> **WORK TO COMPLETE**
Send back all of the records, each one exactly as written.

---------- INPUT MATERIAL

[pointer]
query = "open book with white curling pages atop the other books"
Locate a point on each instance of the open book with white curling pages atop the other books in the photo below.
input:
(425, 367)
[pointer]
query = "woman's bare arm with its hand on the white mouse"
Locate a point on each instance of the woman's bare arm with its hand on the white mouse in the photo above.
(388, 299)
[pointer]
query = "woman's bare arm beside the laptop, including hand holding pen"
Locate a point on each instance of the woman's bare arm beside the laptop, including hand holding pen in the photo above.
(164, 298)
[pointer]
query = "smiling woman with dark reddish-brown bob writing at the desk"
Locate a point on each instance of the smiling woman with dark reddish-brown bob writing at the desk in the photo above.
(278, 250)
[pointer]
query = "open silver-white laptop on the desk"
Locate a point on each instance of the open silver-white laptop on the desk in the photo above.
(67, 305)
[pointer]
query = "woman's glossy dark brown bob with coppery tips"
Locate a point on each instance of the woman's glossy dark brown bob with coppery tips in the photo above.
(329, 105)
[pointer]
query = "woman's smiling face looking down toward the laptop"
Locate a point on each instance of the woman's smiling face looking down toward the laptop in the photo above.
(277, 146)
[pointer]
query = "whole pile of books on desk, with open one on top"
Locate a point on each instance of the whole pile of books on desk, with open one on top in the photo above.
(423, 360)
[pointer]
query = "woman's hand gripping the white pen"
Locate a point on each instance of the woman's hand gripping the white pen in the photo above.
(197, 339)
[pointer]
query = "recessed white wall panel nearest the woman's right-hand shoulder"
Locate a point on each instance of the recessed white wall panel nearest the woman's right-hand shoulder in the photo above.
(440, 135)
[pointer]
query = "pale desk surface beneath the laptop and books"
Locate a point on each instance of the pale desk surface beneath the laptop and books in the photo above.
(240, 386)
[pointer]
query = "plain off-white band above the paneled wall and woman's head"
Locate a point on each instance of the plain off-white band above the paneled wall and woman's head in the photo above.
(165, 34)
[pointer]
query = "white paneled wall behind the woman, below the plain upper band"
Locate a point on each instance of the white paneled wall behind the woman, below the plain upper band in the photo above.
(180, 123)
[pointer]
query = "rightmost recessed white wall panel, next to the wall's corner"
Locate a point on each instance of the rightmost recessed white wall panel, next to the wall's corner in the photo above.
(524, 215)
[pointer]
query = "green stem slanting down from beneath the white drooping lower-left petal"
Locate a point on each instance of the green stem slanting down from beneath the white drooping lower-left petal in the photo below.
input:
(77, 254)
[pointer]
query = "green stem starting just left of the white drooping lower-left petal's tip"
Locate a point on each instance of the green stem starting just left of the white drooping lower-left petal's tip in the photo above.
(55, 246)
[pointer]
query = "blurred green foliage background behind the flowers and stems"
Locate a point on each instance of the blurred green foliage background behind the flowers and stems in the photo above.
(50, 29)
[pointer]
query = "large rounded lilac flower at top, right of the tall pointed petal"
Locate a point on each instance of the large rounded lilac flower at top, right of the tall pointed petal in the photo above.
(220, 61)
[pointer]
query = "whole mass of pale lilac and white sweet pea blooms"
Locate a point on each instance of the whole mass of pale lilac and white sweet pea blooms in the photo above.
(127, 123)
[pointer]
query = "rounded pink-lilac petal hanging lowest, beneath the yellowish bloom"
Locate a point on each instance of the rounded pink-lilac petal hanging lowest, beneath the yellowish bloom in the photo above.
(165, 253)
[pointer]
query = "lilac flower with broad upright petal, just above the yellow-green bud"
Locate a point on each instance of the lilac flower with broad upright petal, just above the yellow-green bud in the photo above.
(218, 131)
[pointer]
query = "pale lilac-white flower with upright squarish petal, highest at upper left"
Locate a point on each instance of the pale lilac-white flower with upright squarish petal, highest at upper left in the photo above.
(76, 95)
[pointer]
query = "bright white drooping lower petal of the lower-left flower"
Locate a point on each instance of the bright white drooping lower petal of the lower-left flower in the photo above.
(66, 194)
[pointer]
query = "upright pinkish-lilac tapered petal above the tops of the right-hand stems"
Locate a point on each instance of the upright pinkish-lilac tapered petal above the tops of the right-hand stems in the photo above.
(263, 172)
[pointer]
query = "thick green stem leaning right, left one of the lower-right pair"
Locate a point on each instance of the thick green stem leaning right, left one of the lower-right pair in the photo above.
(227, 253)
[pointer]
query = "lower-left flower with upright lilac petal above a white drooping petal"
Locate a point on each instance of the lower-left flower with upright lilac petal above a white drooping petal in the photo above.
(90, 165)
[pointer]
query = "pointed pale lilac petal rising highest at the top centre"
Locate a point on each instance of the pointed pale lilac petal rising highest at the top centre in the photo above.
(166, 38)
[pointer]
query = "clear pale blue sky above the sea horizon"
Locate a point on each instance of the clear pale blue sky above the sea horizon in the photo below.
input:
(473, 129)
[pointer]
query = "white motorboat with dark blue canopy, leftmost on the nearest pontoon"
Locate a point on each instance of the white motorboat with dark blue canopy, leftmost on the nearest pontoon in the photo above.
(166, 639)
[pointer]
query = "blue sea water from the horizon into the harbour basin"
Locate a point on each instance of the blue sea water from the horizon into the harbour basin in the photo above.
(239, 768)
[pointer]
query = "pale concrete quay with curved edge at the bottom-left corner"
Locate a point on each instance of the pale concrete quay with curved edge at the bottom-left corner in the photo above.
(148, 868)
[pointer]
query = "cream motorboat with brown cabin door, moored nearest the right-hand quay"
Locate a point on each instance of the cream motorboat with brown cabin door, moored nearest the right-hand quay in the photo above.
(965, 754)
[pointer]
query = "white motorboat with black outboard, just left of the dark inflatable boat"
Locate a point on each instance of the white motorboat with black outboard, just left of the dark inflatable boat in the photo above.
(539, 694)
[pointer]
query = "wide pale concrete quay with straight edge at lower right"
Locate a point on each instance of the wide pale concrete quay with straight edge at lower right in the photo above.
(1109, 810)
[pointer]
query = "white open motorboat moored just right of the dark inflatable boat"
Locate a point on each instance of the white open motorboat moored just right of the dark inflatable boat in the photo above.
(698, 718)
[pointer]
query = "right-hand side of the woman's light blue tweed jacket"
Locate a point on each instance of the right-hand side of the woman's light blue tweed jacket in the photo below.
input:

--------------------

> **EXERCISE RESPONSE**
[pointer]
query = "open book with white curling pages atop the other books"
Locate a point on each instance of the open book with white curling pages atop the other books in the photo below.
input:
(425, 367)
[pointer]
query = "woman's bare arm with its hand on the white mouse"
Locate a point on each instance of the woman's bare arm with its hand on the white mouse in the photo above.
(388, 299)
[pointer]
query = "woman's bare arm beside the laptop, including hand holding pen"
Locate a point on each instance of the woman's bare arm beside the laptop, including hand holding pen in the photo above.
(164, 298)
[pointer]
query = "smiling woman with dark reddish-brown bob writing at the desk"
Locate a point on each instance of the smiling woman with dark reddish-brown bob writing at the desk in the photo above.
(278, 250)
[pointer]
query = "open silver-white laptop on the desk"
Locate a point on each instance of the open silver-white laptop on the desk in the photo above.
(67, 305)
[pointer]
query = "woman's glossy dark brown bob with coppery tips"
Locate a point on each instance of the woman's glossy dark brown bob with coppery tips in the photo above.
(329, 105)
[pointer]
query = "woman's smiling face looking down toward the laptop"
Locate a point on each instance of the woman's smiling face looking down toward the laptop in the photo above.
(277, 146)
[pointer]
query = "whole pile of books on desk, with open one on top"
Locate a point on each instance of the whole pile of books on desk, with open one on top in the photo above.
(423, 360)
[pointer]
query = "woman's hand gripping the white pen"
Locate a point on each instance of the woman's hand gripping the white pen in the photo above.
(197, 339)
[pointer]
query = "recessed white wall panel nearest the woman's right-hand shoulder"
Locate a point on each instance of the recessed white wall panel nearest the woman's right-hand shoulder in the photo above.
(440, 135)
[pointer]
query = "pale desk surface beneath the laptop and books"
Locate a point on each instance of the pale desk surface beneath the laptop and books in the photo above.
(240, 386)
[pointer]
query = "plain off-white band above the paneled wall and woman's head"
Locate a point on each instance of the plain off-white band above the paneled wall and woman's head in the photo above.
(165, 34)
[pointer]
query = "white paneled wall behind the woman, below the plain upper band"
Locate a point on each instance of the white paneled wall behind the woman, below the plain upper band in the photo above.
(180, 123)
[pointer]
query = "rightmost recessed white wall panel, next to the wall's corner"
Locate a point on each instance of the rightmost recessed white wall panel, next to the wall's corner in the photo above.
(524, 215)
[pointer]
query = "green stem slanting down from beneath the white drooping lower-left petal"
Locate a point on each instance of the green stem slanting down from beneath the white drooping lower-left petal in the photo below.
input:
(77, 254)
[pointer]
query = "green stem starting just left of the white drooping lower-left petal's tip"
Locate a point on each instance of the green stem starting just left of the white drooping lower-left petal's tip in the photo above.
(55, 246)
[pointer]
query = "blurred green foliage background behind the flowers and stems"
Locate a point on each instance of the blurred green foliage background behind the flowers and stems in the photo above.
(50, 29)
[pointer]
query = "large rounded lilac flower at top, right of the tall pointed petal"
Locate a point on each instance of the large rounded lilac flower at top, right of the tall pointed petal in the photo above.
(220, 61)
[pointer]
query = "whole mass of pale lilac and white sweet pea blooms"
Locate a point on each instance of the whole mass of pale lilac and white sweet pea blooms in the photo above.
(127, 123)
[pointer]
query = "rounded pink-lilac petal hanging lowest, beneath the yellowish bloom"
Locate a point on each instance of the rounded pink-lilac petal hanging lowest, beneath the yellowish bloom in the photo above.
(165, 253)
[pointer]
query = "lilac flower with broad upright petal, just above the yellow-green bud"
Locate a point on each instance of the lilac flower with broad upright petal, just above the yellow-green bud in the photo above.
(218, 131)
[pointer]
query = "pale lilac-white flower with upright squarish petal, highest at upper left"
Locate a point on each instance of the pale lilac-white flower with upright squarish petal, highest at upper left in the photo above.
(76, 95)
[pointer]
query = "bright white drooping lower petal of the lower-left flower"
Locate a point on each instance of the bright white drooping lower petal of the lower-left flower in the photo above.
(66, 194)
[pointer]
query = "upright pinkish-lilac tapered petal above the tops of the right-hand stems"
Locate a point on each instance of the upright pinkish-lilac tapered petal above the tops of the right-hand stems in the photo above.
(263, 172)
[pointer]
query = "thick green stem leaning right, left one of the lower-right pair"
Locate a point on each instance of the thick green stem leaning right, left one of the lower-right pair in the photo above.
(227, 253)
[pointer]
query = "lower-left flower with upright lilac petal above a white drooping petal"
Locate a point on each instance of the lower-left flower with upright lilac petal above a white drooping petal in the photo above.
(90, 165)
[pointer]
query = "pointed pale lilac petal rising highest at the top centre"
Locate a point on each instance of the pointed pale lilac petal rising highest at the top centre in the photo above.
(166, 38)
[pointer]
query = "clear pale blue sky above the sea horizon"
Locate a point on each instance of the clear pale blue sky above the sea horizon in the photo below.
input:
(473, 129)
[pointer]
query = "white motorboat with dark blue canopy, leftmost on the nearest pontoon"
Locate a point on each instance of the white motorboat with dark blue canopy, leftmost on the nearest pontoon in the photo above.
(166, 639)
[pointer]
query = "blue sea water from the horizon into the harbour basin"
Locate a point on each instance of the blue sea water from the horizon into the harbour basin in the photo above.
(239, 768)
[pointer]
query = "pale concrete quay with curved edge at the bottom-left corner"
Locate a point on each instance of the pale concrete quay with curved edge at the bottom-left corner in the photo above.
(148, 868)
[pointer]
query = "cream motorboat with brown cabin door, moored nearest the right-hand quay"
Locate a point on each instance of the cream motorboat with brown cabin door, moored nearest the right-hand quay in the photo above.
(965, 754)
[pointer]
query = "white motorboat with black outboard, just left of the dark inflatable boat"
Locate a point on each instance of the white motorboat with black outboard, just left of the dark inflatable boat in the photo above.
(539, 694)
[pointer]
query = "wide pale concrete quay with straight edge at lower right"
Locate a point on each instance of the wide pale concrete quay with straight edge at lower right in the photo above.
(1109, 810)
[pointer]
query = "white open motorboat moored just right of the dark inflatable boat"
Locate a point on each instance of the white open motorboat moored just right of the dark inflatable boat in the photo above.
(698, 718)
[pointer]
query = "right-hand side of the woman's light blue tweed jacket"
Locate a point on each instance of the right-hand side of the woman's light blue tweed jacket in the photo below.
input:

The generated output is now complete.